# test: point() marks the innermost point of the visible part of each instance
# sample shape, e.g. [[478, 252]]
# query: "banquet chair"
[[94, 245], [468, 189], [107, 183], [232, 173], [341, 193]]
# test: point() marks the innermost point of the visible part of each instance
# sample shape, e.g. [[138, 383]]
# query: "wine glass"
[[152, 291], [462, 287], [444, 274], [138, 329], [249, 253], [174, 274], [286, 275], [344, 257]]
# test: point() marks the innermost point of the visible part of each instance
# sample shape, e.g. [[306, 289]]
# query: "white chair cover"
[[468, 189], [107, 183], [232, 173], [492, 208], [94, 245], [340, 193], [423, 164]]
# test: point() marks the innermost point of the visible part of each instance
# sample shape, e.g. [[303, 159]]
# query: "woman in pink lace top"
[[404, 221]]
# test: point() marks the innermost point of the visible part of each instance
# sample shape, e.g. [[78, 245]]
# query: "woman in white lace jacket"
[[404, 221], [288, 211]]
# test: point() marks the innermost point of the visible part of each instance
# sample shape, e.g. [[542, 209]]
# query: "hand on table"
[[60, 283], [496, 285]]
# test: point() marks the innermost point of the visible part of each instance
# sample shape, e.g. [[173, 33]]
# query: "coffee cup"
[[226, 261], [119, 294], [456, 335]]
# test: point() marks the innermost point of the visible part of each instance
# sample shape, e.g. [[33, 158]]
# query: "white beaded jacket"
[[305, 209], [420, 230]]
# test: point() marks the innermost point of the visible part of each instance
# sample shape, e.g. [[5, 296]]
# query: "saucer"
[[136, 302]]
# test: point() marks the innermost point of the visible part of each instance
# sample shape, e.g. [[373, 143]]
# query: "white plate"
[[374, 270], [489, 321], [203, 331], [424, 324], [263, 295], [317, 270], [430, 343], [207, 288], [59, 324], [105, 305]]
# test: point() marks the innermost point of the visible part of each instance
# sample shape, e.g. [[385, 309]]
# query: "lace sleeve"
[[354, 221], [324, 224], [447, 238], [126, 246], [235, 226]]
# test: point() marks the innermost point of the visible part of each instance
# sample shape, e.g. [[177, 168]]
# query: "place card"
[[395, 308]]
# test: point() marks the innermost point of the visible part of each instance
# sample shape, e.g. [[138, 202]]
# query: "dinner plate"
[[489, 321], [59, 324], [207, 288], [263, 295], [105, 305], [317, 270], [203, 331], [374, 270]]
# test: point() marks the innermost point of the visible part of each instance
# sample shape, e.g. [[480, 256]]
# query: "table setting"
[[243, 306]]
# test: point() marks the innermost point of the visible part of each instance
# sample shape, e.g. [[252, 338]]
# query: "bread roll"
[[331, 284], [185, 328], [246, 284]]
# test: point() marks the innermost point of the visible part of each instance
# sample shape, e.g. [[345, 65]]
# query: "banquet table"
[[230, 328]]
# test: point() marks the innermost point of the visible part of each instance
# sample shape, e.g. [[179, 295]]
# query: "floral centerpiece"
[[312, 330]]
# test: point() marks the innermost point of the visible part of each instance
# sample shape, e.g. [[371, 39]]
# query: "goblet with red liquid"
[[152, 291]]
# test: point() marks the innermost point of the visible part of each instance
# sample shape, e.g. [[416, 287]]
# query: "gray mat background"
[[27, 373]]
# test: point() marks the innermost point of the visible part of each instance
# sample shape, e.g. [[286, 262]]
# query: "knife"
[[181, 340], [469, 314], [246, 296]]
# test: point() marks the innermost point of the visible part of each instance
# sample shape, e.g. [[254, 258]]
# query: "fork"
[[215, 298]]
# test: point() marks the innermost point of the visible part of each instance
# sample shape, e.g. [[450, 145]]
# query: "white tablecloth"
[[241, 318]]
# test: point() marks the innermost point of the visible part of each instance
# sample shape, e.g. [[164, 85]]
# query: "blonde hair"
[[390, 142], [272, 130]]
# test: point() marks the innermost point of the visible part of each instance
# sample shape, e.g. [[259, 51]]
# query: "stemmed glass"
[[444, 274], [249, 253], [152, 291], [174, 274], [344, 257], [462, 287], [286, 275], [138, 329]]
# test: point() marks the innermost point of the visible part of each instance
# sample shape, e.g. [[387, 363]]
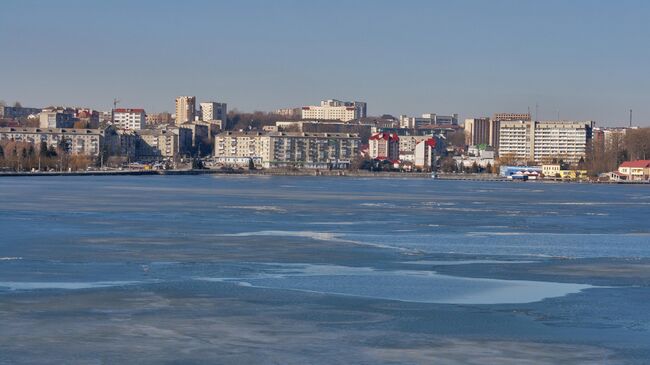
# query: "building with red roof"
[[635, 170], [384, 146]]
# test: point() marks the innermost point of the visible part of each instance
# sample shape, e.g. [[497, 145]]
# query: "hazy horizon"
[[581, 59]]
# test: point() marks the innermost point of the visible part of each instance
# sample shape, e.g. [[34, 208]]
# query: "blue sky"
[[585, 59]]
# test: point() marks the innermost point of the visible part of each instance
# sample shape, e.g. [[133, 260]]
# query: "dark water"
[[196, 269]]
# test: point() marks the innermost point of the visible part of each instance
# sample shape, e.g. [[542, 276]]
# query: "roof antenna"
[[630, 118]]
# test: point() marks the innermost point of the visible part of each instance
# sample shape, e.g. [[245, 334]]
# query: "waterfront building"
[[185, 109], [13, 112], [545, 140], [120, 142], [132, 119], [427, 119], [159, 118], [482, 157], [200, 137], [335, 110], [520, 172], [555, 171], [170, 142], [638, 170], [76, 141], [384, 146], [214, 111], [88, 117], [407, 144], [57, 117], [425, 154], [511, 117], [477, 131], [290, 149], [495, 125], [238, 144], [289, 112]]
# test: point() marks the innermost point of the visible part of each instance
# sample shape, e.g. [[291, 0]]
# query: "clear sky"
[[586, 59]]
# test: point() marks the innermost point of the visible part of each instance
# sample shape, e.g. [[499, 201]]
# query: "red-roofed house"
[[635, 170], [424, 153], [384, 146], [132, 119]]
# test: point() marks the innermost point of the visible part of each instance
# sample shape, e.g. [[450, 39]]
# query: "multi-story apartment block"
[[238, 144], [427, 119], [200, 137], [635, 170], [384, 146], [214, 111], [159, 118], [289, 112], [511, 117], [495, 125], [12, 112], [57, 118], [282, 149], [335, 110], [477, 131], [120, 142], [407, 144], [185, 109], [315, 150], [425, 154], [132, 119], [545, 140], [76, 141], [164, 142]]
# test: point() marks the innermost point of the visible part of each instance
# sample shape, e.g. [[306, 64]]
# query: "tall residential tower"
[[185, 109]]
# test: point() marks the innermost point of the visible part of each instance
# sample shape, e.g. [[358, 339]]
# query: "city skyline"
[[581, 60]]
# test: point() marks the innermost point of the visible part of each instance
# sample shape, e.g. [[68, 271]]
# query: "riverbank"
[[331, 173]]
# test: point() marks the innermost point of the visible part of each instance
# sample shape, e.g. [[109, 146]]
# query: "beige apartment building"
[[543, 141], [165, 142], [185, 109], [78, 141], [214, 111], [335, 110], [477, 131], [286, 149]]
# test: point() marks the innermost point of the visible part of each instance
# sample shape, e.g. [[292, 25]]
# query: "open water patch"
[[403, 285]]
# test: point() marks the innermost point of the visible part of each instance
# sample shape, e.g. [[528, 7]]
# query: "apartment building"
[[214, 111], [131, 119], [511, 117], [171, 142], [427, 119], [407, 144], [335, 110], [384, 146], [638, 170], [477, 131], [284, 149], [185, 109], [11, 112], [57, 118], [76, 141], [542, 141], [425, 154]]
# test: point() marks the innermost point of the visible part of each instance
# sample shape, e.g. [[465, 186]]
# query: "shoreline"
[[325, 173]]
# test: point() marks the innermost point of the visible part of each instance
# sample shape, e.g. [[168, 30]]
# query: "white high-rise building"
[[214, 111], [185, 109], [542, 141], [133, 119], [427, 119], [335, 110]]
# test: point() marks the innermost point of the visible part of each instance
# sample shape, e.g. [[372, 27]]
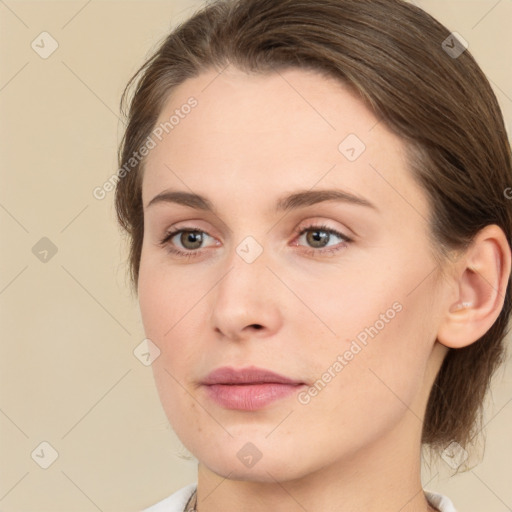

━━━━

◆ TASK TO CARRY OUT
Tally the lines in the entries above that contain the string "apartment", treating case as significant, and reply with only the number.

◆ RESULT
3